Input.
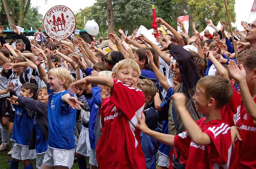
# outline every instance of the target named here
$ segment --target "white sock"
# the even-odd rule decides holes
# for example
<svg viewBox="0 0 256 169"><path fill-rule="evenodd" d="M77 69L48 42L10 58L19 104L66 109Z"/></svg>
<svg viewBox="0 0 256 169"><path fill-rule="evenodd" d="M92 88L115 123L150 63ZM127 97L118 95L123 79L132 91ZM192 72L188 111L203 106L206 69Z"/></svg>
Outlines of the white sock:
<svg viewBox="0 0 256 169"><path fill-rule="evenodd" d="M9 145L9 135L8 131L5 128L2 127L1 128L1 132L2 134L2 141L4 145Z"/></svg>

==

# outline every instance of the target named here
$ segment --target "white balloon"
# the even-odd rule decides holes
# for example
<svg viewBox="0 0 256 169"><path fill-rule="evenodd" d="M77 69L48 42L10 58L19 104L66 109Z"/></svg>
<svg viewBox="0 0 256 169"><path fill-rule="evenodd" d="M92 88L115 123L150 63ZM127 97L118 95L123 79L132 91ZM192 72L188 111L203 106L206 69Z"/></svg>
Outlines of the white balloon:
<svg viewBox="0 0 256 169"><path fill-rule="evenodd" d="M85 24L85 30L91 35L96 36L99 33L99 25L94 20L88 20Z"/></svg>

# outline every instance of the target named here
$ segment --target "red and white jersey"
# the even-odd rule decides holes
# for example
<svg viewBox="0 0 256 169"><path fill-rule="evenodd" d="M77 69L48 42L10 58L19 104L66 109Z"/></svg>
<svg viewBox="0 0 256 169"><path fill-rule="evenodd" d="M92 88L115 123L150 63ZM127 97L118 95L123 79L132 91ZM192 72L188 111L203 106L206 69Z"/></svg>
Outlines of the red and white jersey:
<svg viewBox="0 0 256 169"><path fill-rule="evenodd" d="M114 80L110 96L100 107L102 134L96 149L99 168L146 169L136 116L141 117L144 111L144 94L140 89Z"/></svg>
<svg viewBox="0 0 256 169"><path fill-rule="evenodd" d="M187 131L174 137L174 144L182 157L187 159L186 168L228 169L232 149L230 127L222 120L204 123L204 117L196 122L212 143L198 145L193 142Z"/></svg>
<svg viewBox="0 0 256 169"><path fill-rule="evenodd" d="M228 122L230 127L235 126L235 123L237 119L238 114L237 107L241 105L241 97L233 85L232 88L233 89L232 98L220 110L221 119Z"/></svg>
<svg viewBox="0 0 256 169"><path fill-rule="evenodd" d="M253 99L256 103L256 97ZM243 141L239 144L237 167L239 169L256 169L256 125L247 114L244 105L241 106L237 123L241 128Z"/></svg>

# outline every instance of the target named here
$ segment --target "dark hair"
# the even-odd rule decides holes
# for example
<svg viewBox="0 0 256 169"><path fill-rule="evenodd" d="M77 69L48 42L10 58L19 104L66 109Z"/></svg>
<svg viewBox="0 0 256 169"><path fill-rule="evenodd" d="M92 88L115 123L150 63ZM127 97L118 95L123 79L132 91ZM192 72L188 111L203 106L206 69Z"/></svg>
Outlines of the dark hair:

Stated task. Which lines in the rows above contain the string "balloon"? Pull out each of them unchanged. Case counts.

Solution to this task.
$ segment --target "white balloon"
Outlines of the white balloon:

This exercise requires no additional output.